Objective — What is needed is an exact copy of the entries below, from the line that contains "Q: For the photo above, point to the ring" through the final line, both included, and nothing else.

# Input for this task start

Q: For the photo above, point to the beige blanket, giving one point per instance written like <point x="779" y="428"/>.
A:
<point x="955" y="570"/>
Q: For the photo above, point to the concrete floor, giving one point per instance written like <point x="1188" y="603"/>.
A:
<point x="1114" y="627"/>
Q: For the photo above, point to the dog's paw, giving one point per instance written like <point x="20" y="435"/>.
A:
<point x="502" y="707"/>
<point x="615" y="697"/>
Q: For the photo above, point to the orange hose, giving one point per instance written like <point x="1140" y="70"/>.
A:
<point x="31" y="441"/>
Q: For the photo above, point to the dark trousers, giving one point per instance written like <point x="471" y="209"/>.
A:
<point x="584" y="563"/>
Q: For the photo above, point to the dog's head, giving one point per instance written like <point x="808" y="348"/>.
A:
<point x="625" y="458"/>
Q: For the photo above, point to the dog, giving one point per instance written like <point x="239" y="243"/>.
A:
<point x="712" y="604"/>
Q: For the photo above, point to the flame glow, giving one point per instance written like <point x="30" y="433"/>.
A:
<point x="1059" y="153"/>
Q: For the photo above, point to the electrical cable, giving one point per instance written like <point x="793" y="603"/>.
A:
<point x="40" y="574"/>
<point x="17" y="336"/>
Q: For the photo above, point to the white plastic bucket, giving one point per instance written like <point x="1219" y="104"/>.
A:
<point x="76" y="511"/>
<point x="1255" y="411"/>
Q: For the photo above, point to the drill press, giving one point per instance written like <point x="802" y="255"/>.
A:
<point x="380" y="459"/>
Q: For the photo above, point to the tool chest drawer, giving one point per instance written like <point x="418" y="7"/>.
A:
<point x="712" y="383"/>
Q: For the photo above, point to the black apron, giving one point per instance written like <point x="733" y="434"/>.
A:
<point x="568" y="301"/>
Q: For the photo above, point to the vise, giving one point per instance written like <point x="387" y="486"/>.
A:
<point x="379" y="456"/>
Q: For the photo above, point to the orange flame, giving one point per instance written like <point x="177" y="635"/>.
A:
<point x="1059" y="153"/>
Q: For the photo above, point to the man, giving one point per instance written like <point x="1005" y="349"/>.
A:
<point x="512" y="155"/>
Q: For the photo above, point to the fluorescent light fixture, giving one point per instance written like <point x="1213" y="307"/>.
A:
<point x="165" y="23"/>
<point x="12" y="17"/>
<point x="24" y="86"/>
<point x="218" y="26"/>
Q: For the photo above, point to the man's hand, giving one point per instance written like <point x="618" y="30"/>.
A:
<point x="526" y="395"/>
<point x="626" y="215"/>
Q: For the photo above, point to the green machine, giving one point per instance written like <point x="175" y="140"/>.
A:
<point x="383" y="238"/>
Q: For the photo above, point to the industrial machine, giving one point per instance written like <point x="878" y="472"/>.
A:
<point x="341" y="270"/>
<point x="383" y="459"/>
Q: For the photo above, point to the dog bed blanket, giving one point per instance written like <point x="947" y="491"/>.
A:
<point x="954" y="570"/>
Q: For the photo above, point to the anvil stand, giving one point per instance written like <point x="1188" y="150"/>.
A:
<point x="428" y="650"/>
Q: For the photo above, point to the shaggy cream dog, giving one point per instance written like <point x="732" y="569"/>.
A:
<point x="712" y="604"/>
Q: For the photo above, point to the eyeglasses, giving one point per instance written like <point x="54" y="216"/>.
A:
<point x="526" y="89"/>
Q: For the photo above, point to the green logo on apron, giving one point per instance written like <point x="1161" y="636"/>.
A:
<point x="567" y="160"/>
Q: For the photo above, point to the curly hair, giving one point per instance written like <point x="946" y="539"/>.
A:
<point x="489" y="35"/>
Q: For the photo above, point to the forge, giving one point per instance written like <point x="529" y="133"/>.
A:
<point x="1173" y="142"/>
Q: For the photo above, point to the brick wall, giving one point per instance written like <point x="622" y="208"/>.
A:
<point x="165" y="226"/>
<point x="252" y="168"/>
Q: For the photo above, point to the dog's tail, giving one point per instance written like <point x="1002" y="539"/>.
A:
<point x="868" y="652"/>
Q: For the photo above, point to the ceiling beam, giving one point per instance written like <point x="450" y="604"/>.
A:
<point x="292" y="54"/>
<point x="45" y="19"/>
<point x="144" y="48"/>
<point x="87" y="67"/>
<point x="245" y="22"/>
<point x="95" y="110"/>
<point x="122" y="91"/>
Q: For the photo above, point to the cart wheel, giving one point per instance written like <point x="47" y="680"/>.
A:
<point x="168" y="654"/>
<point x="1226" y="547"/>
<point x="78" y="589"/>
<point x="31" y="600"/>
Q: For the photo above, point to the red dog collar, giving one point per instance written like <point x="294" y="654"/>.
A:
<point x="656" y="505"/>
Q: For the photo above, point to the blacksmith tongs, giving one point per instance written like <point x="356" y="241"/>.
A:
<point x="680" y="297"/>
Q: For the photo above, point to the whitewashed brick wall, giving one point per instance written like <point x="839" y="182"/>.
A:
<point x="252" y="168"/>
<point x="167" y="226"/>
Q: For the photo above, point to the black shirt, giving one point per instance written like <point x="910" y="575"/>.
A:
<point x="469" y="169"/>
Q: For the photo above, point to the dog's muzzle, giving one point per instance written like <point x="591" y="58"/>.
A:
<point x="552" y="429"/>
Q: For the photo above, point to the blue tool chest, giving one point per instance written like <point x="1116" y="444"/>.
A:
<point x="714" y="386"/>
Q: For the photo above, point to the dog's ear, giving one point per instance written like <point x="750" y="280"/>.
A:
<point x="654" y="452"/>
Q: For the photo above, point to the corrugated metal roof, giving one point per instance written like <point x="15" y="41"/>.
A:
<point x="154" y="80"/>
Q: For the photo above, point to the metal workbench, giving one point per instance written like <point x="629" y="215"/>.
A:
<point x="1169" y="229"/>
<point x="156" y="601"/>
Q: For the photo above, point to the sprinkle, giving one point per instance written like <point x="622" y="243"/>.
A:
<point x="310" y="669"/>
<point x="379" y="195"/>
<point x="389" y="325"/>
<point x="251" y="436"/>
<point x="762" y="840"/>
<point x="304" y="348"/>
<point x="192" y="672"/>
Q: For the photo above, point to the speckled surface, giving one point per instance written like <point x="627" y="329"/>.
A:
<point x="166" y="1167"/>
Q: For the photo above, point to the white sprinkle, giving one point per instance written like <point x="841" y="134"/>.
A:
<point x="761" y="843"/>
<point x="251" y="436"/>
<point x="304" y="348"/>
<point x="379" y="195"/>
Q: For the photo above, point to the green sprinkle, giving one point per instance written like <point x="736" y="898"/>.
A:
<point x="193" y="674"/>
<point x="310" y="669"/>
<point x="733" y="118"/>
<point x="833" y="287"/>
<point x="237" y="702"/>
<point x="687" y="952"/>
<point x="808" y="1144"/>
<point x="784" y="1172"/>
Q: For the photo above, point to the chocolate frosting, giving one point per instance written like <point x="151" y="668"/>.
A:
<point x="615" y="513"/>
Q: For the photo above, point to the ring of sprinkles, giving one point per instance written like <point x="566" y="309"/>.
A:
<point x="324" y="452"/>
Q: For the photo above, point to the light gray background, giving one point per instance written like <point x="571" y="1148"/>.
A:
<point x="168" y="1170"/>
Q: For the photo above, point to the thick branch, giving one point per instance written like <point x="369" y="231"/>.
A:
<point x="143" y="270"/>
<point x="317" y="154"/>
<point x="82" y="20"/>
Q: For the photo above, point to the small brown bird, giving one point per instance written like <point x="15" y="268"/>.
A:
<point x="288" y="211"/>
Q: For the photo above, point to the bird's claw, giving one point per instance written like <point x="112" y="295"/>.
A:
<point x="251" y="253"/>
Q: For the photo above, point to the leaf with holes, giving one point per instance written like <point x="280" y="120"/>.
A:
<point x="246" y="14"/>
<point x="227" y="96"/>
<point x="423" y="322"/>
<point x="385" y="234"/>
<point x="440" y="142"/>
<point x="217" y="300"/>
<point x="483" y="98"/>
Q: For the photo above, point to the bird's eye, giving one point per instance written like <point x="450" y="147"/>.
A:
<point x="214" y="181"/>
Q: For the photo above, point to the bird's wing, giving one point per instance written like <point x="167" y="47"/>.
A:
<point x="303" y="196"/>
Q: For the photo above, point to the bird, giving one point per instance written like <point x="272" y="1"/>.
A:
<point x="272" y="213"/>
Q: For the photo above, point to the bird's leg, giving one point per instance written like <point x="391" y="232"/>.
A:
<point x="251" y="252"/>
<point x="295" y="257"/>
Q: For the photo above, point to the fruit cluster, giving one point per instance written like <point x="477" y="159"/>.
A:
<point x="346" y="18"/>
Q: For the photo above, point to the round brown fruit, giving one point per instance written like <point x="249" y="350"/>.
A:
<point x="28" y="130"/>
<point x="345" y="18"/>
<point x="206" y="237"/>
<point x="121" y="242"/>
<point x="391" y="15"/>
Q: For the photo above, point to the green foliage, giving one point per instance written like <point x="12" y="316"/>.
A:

# Input for this task end

Task response —
Q: For the photo above, point to the ring of sprinkles, giving one point per instance written like <point x="566" y="309"/>.
A:
<point x="324" y="452"/>
Q: For the photo above, point to the light gray background, giving one point per instance written like <point x="571" y="1148"/>.
A:
<point x="168" y="1170"/>
Q: For the photo above, point to the thick branch, giving one point per instance written like <point x="369" y="231"/>.
A:
<point x="143" y="270"/>
<point x="317" y="154"/>
<point x="82" y="20"/>
Q: For the photo above, point to the small brown bird, giving one point per instance written like <point x="15" y="268"/>.
A:
<point x="288" y="211"/>
Q: For the photo above, point to the bird's claw, giving one point per instance written like <point x="112" y="295"/>.
A:
<point x="251" y="253"/>
Q: For the photo above, point to the leaf with holes, giving one point per instance written like <point x="280" y="120"/>.
A:
<point x="246" y="14"/>
<point x="227" y="96"/>
<point x="423" y="322"/>
<point x="385" y="234"/>
<point x="440" y="142"/>
<point x="217" y="300"/>
<point x="483" y="98"/>
Q: For the photo above, point to the bird's eye, giving one point per instance written like <point x="450" y="147"/>.
A:
<point x="214" y="181"/>
Q: For the photo above, point to the bird's wing, giving one point per instance written like <point x="167" y="47"/>.
A:
<point x="303" y="196"/>
Q: For the photo above, point to the bird, giving one point per instance written like <point x="272" y="1"/>.
A:
<point x="272" y="213"/>
Q: For the photo above, point to the bird's leg, giving one point per instance written like <point x="391" y="232"/>.
A:
<point x="251" y="252"/>
<point x="295" y="257"/>
Q: For the photo above, point to the fruit cluster, giving one point per instance written like <point x="477" y="159"/>.
A:
<point x="346" y="18"/>
Q: For the photo above, point to the round brown fruit, giving one point per instance written like <point x="249" y="350"/>.
A:
<point x="28" y="130"/>
<point x="345" y="18"/>
<point x="206" y="237"/>
<point x="121" y="242"/>
<point x="391" y="15"/>
Q: For the photo above, point to the green foliage, giving one point per instance written like <point x="12" y="316"/>.
A:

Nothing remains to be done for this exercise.